▶ Daftar Tugas
a: Ringkas teks tentang pembungkaman kebebasan berekspresi di Indonesia dalam dua kalimat.
b: Tulis ulang bagian teks tentang pembungkaman kebebasan berekspresi yang dibuka dengan kata-kata "Upaya pembungkaman terhadap" dan ditutup dengan "yang dianggap menghasut.". Ganti "insan pers" dengan "para jurnalis".

▶ Bagian Teks
Upaya pembungkaman terhadap kebebasan berekspresi bukanlah hal baru di Indonesia. Usaha penguasa untuk “menertibkan” pihak yang berseberangan seperti sudah menjadi sebuah kelaziman sepanjang bangsa ini mengenal pemerintah.
Zaman Pemerintahan Belanda
Pada zaman pendudukan Belanda, tidak jarang pemerintah membungkam mereka yang mengkritik. Pembredelan hingga pengasingan kerap dialami oleh mereka, terutama insan pers yang menyuarakan keresehan melalui tulisan.
Pada tahun 1913, Soewardi Soerjaningrat atau yang lebih kita kenal sebagai Ki Hajar Dewantara, wartawan yang menulis di beberapa surat kabar, pernah ditangkap, penjarakan dan diasingkan selama enam tahun oleh Belanda, karena tulisannya yang dianggap menghasut.
Kala itu, dalam tulisannya Als ik een Nederlander (Seandainya Aku Seorang Belanda) di koran De Expres, ia mengkritik rencana pemerintah Belanda yang memungut uang secara paksa dari pribumi pada tahun 1913, untuk merayakan 100 kemerdekaan Belanda dari jajahan Perancis.
Artikel yang begitu pedas kepada pemerintah Belanda, yang sedikit terkutip berikut ini: “Sekiranya aku seorang Belanda, aku tidak akan menyelenggarakan pesta-pesta kemerdekaan di negeri yang telah kita rampas sendiri kemerdekaannya. Sejajar dengan jalan pikiran itu, bukan saja tidak adil, tetapi juga tidak pantas untuk menyuruh si inlander memberikan sumbangan untuk dana perayaan itu”

▶ Bagian Data
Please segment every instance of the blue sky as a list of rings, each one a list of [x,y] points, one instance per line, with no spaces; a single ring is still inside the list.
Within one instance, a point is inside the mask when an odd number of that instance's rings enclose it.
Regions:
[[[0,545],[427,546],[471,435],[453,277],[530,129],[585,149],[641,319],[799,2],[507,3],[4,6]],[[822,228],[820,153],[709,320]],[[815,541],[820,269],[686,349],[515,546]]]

▶ Jawaban Berurutan
a: Upaya penguasa membungkam kebebasan berekspresi bukan hal baru di Indonesia, dan pada zaman pendudukan Belanda para pengkritik, terutama insan pers, kerap mengalami pembredelan hingga pengasingan. Pada tahun 1913, Ki Hajar Dewantara ditangkap, dipenjarakan, dan diasingkan selama enam tahun oleh Belanda karena tulisannya di koran De Expres mengkritik rencana pemerintah Belanda memungut uang secara paksa dari pribumi untuk merayakan kemerdekaan Belanda dari jajahan Perancis.

b:
Upaya pembungkaman terhadap kebebasan berekspresi bukanlah hal baru di Indonesia. Usaha penguasa untuk “menertibkan” pihak yang berseberangan seperti sudah menjadi sebuah kelaziman sepanjang bangsa ini mengenal pemerintah.
Zaman Pemerintahan Belanda
Pada zaman pendudukan Belanda, tidak jarang pemerintah membungkam mereka yang mengkritik. Pembredelan hingga pengasingan kerap dialami oleh mereka, terutama para jurnalis yang menyuarakan keresehan melalui tulisan.
Pada tahun 1913, Soewardi Soerjaningrat atau yang lebih kita kenal sebagai Ki Hajar Dewantara, wartawan yang menulis di beberapa surat kabar, pernah ditangkap, penjarakan dan diasingkan selama enam tahun oleh Belanda, karena tulisannya yang dianggap menghasut.